**What is being asked:** Both the line containing "Target: paver driveway" and the line containing "as (238, 41)." belong to the span. Output exactly that span from the listing below, and nothing outside it.

**Supplied material:**
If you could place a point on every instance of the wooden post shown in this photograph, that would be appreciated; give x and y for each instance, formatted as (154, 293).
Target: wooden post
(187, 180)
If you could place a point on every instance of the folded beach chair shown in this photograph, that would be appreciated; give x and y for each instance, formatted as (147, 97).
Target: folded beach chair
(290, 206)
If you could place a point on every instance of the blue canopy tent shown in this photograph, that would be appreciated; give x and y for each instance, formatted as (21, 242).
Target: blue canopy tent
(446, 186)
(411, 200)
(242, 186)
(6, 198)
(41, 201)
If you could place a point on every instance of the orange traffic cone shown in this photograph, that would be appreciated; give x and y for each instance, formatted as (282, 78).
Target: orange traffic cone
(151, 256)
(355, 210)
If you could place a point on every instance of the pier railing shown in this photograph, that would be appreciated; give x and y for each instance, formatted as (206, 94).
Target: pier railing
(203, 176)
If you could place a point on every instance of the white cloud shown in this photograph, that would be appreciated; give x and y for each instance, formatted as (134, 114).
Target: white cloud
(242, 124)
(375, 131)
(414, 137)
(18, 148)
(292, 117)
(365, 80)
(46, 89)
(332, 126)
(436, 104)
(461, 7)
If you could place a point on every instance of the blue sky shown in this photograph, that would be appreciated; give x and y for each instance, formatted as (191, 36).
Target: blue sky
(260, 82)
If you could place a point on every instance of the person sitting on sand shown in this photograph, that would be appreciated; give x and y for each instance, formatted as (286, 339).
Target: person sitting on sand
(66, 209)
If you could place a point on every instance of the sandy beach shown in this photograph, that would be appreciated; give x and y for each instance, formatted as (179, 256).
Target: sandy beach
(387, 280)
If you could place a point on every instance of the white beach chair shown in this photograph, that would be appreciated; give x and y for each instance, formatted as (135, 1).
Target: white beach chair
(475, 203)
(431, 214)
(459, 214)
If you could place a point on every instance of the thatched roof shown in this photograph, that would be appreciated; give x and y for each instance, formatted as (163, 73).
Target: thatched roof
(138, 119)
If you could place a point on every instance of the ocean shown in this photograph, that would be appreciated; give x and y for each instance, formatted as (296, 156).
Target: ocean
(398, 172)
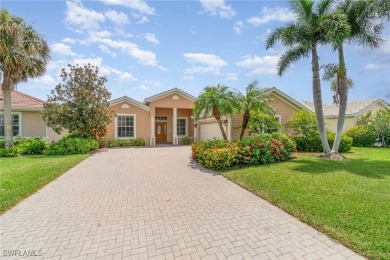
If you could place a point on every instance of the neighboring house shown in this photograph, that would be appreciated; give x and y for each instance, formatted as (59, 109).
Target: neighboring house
(162, 118)
(354, 110)
(285, 107)
(27, 118)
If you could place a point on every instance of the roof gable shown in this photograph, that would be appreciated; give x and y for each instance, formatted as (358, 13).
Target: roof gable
(130, 100)
(21, 100)
(170, 92)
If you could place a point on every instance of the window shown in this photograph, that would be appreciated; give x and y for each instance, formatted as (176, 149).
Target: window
(272, 130)
(15, 125)
(182, 126)
(125, 127)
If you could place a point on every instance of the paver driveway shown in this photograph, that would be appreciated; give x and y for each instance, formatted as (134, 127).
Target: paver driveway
(156, 203)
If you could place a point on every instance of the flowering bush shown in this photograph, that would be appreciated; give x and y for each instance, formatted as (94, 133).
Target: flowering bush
(262, 149)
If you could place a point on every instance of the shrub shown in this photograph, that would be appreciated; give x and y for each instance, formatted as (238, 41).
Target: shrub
(362, 135)
(185, 140)
(9, 152)
(126, 142)
(262, 149)
(312, 143)
(72, 145)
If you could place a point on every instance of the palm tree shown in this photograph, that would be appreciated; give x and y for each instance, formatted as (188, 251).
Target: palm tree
(302, 38)
(217, 101)
(253, 101)
(357, 21)
(24, 54)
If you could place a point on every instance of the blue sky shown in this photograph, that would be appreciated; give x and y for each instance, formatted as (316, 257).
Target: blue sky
(146, 47)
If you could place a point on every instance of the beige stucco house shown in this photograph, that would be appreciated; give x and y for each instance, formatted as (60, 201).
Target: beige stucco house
(162, 118)
(355, 109)
(27, 118)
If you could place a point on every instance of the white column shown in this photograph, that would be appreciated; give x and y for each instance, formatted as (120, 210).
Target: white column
(175, 140)
(230, 128)
(152, 134)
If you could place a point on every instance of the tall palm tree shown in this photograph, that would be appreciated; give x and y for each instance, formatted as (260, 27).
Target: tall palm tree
(302, 38)
(217, 101)
(24, 54)
(254, 100)
(356, 21)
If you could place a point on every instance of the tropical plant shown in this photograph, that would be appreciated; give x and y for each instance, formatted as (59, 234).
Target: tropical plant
(215, 101)
(302, 37)
(381, 124)
(260, 123)
(358, 21)
(254, 100)
(303, 123)
(24, 54)
(80, 104)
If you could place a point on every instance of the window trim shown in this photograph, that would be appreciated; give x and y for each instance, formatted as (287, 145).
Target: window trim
(135, 126)
(186, 125)
(20, 122)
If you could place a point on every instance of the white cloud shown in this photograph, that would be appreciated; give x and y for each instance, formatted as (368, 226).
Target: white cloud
(150, 37)
(204, 63)
(62, 49)
(106, 50)
(231, 76)
(218, 7)
(266, 65)
(272, 14)
(69, 40)
(136, 5)
(374, 66)
(79, 17)
(118, 18)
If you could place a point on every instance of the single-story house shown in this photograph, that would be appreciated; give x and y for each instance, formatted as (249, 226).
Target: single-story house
(285, 107)
(355, 109)
(27, 118)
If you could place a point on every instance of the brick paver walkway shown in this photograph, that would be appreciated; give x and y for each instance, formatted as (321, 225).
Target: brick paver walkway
(155, 203)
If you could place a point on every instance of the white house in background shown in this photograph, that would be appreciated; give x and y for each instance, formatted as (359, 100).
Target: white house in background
(354, 110)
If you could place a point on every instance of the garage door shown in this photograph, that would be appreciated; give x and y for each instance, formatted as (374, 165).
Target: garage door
(210, 131)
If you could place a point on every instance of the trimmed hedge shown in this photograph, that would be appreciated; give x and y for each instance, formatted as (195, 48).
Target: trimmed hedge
(312, 143)
(224, 154)
(362, 135)
(34, 145)
(72, 145)
(126, 142)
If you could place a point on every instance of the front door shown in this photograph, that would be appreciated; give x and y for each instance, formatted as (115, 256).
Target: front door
(161, 132)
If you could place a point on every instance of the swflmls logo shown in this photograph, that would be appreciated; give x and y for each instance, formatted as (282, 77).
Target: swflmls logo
(22, 253)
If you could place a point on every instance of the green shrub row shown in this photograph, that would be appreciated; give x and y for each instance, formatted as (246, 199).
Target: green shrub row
(262, 149)
(34, 145)
(312, 143)
(362, 135)
(126, 142)
(72, 145)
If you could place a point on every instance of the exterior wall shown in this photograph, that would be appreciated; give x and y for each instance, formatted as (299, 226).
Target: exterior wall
(33, 124)
(282, 108)
(142, 121)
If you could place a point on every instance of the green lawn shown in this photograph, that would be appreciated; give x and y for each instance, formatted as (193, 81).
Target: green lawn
(347, 200)
(22, 176)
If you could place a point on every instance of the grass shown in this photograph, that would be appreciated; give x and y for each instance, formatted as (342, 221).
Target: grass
(22, 176)
(347, 200)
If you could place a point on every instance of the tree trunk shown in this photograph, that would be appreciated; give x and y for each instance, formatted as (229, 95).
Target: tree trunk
(317, 99)
(7, 88)
(343, 94)
(245, 120)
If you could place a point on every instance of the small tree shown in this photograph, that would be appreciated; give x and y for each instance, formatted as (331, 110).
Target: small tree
(381, 124)
(262, 123)
(303, 123)
(80, 103)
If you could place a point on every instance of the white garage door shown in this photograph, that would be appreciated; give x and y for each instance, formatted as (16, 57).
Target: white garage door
(210, 131)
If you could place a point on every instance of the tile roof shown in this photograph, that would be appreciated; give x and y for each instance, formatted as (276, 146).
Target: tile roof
(21, 100)
(352, 107)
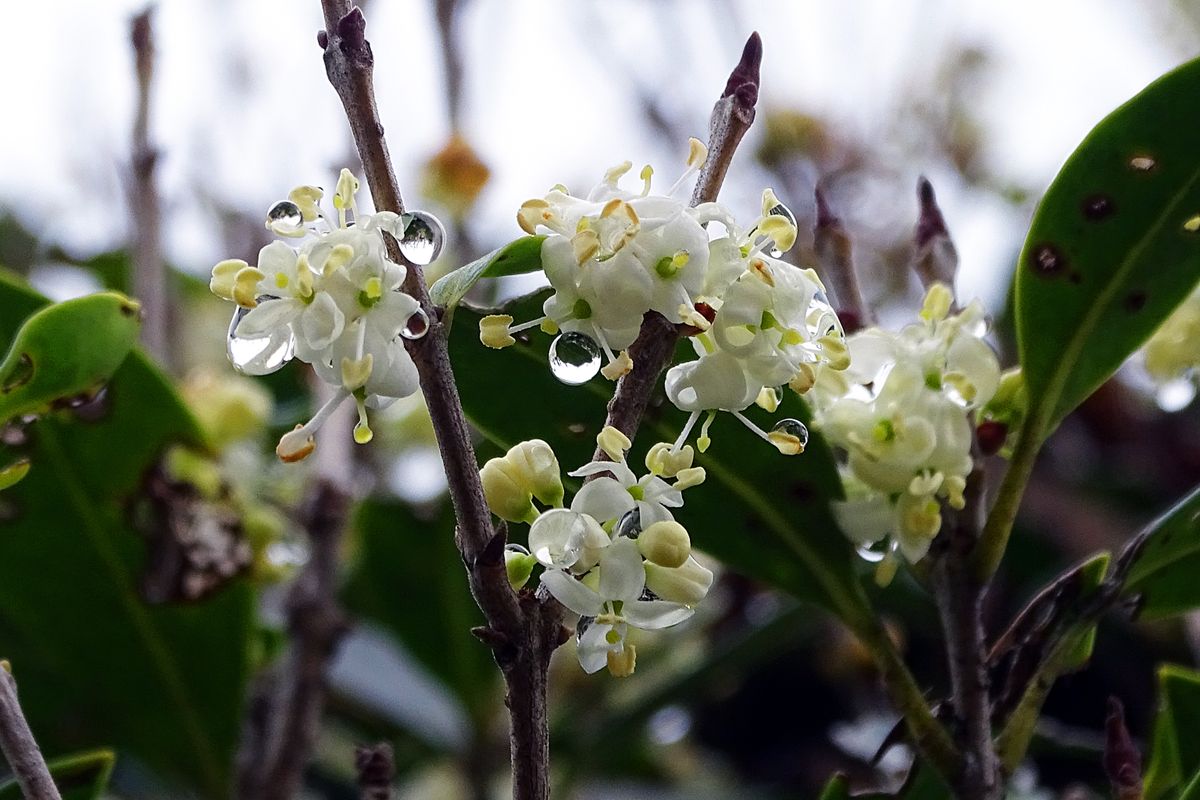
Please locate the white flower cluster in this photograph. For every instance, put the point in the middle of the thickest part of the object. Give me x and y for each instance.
(904, 413)
(756, 323)
(334, 302)
(616, 557)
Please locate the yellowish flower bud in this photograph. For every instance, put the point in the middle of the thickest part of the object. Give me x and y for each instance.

**Response:**
Target: paver driveway
(156, 203)
If you could place a point on every instance of the flowering bush shown in this photograph, that would be appreciated; give x and y for each instance, formatted as (94, 133).
Target: flowering bush
(262, 149)
If you could place a point on every instance of the shrub shown in this photograph, that would be appreciated; give x and y for each instance, formatted as (238, 41).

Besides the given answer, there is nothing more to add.